- [Passage shown]:
^^^^^^^^^^^^^^^^

In June 2021, the Centers for Medicare and Medicaid Services (CMS) issued a notable interpretation of the Physician Self-Referral Law (aka the Stark Law) in Advisory Opinion No. CMS-AO-2021-01 (Advisory Opinion) regarding whether a physician practice can furnish designated health services (DHS) through a wholly-owned subsidiary and still qualify as a group practice (as defined under the Physician Self-Referral Law) for purposes of compliance with various Physician Self-Referral Law exceptions.

Physician Self-Referral Law

The Physician Self-Referral Law prohibits a physician from making a referral for certain DHS payable by Medicare to an entity with which the physician (or an immediate family member) has a financial relationship, unless an exception applies. One exception often relied upon by physician practices is the exception for referrals of in-office ancillary services, which exception is available to any physician practice consisting of two or more physicians if the physician practice qualifies as a “group practice” under the Physician Self-Referral Law. The Physician Self-Referral Law regulations in turn provide in part that a group practice must consist of a single legal entity operating primarily for the purpose of being a physician group practice, but also note that a group practice may itself own subsidiary entities.

^^^^^^^^^^^^^^^^

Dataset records
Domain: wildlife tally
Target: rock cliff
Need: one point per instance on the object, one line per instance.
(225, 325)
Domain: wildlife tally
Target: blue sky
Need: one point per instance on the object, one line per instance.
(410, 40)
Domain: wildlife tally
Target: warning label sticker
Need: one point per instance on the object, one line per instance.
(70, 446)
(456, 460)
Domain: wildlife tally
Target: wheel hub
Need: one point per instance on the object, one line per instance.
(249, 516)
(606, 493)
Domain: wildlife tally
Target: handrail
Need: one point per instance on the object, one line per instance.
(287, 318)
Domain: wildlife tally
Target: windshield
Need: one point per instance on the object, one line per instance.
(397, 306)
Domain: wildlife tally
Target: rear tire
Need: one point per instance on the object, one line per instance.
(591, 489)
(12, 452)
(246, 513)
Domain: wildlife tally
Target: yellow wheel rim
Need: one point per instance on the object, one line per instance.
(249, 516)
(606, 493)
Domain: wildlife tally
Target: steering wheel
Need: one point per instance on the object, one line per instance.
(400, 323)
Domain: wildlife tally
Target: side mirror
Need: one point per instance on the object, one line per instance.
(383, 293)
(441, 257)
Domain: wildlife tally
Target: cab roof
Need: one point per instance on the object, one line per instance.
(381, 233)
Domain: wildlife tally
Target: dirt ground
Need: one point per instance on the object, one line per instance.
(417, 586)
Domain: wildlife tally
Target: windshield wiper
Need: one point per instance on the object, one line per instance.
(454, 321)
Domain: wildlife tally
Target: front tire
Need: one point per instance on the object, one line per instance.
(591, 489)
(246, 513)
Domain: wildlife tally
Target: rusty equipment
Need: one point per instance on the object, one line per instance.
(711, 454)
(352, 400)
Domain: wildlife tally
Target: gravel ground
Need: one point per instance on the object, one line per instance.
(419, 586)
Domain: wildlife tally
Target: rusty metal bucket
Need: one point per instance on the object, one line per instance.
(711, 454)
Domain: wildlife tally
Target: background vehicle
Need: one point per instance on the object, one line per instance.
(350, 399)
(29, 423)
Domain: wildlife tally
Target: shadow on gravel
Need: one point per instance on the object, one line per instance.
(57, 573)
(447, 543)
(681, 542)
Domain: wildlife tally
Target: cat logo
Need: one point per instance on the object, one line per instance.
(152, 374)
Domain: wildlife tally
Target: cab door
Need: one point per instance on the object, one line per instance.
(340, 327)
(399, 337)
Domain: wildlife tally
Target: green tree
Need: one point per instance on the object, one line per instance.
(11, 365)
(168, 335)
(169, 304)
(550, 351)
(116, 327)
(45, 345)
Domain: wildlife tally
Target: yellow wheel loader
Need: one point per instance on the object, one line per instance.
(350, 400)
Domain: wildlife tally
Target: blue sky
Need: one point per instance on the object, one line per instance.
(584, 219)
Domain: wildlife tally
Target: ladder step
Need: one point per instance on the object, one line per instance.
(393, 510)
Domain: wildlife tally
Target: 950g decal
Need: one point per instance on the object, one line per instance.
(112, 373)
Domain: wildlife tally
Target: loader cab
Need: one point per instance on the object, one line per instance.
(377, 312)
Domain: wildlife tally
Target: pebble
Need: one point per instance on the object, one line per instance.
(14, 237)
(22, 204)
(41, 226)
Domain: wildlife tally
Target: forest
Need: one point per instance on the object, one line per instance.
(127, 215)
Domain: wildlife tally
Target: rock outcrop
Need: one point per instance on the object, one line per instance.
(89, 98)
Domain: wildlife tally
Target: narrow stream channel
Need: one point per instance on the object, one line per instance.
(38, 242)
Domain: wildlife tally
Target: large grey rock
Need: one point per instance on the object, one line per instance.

^^^^^^^^^^^^^^^^

- [Assigned task]: According to the passage on the Physician Self-Referral Law, how many physicians must a physician practice consist of for the exception for referrals of in-office ancillary services to be available?

- [Solution to this problem]: Two or more physicians.